인용문 -
"""
In [1]:
import pandas as pd
import numpy as np
import seaborn as sns
import matplotlib.pyplot as plt

import warnings
warnings.filterwarnings('ignore')

In [2]:
titanic_df = pd.read_csv('./데이터/train.csv')
test_df = pd.read_csv('./데이터/test.csv')
sub_df = pd.read_csv('./데이터/gender_submission.csv')

In [4]:
# train, test set에 공통된 티켓 정보가 있어서 동증자 수를 측정하기 위해 concat 하고 
# 동승자 수 변수 생성 후 다시 train, test 분리

df = pd.concat([titanic_df, test_df], axis = 0)
dic = dict(zip(df['Ticket'].value_counts().index, df['Ticket'].value_counts().values))
df['Passengers'] = df['Ticket'].replace(dic)

In [5]:
titanic_df = df[:891]
test_df = df[891:]

In [6]:
# 전처리 함수
def preprocess(df):
    # title 파생변수 생성
    df['Title']=df['Name'].str.split(', ').str[1].str.split('.').str[0]
    
    # 등급별 성별 나이의 중앙값으로 결측치 대체
    age_median1 = df.groupby(['Pclass', 'Sex'])['Age'].median()
    df['Age'] = df.apply(lambda row: age_median1[row['Pclass'], row['Sex']] if pd.isnull(row['Age']) else row['Age'], axis=1)
    
    # 가족 파생변수 생성
    df['Family'] = df['SibSp'] + df['Parch']
    
    # 탑승 항구 결측치 S로 대체 (이름을 검색 -> S)
    df['Embarked'] = df['Embarked'].fillna('S')
    
    # 500이상을 이상치 -> 500을 제외한 가장 큰 값으로 대체
    df['Fare'] = np.where(df['Fare']>500, np.nan, df['Fare'])
"""
제시된 기록 -
"""
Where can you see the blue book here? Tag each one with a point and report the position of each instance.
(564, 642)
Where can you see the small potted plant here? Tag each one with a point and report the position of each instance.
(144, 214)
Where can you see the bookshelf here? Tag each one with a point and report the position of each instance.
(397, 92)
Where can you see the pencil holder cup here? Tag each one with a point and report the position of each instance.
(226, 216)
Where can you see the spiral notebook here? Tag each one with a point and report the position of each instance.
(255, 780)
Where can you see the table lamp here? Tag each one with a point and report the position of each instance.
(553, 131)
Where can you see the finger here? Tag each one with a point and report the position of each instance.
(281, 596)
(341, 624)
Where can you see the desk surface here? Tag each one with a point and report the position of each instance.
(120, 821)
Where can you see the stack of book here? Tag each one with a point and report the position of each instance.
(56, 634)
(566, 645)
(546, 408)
"""
작업 지시 -
a. 인용문에서 "# 탑승 항구 결측치"부터 "np.where(df['Fare']>500, np.nan, df['Fare'])"까지의 구간을 한 글자도 바꾸지 말고 그대로 옮겨 적으세요.
b. 인용문의 전처리 함수에서 탑승 항구(Embarked)의 결측치는 어떤 값으로 채워지나요?
기록은 인용문과 아무 관련이 없습니다.

문제 풀이 -
a.
# 탑승 항구 결측치 S로 대체 (이름을 검색 -> S)
    df['Embarked'] = df['Embarked'].fillna('S')
    
    # 500이상을 이상치 -> 500을 제외한 가장 큰 값으로 대체
    df['Fare'] = np.where(df['Fare']>500, np.nan, df['Fare'])

b. S로 채워집니다.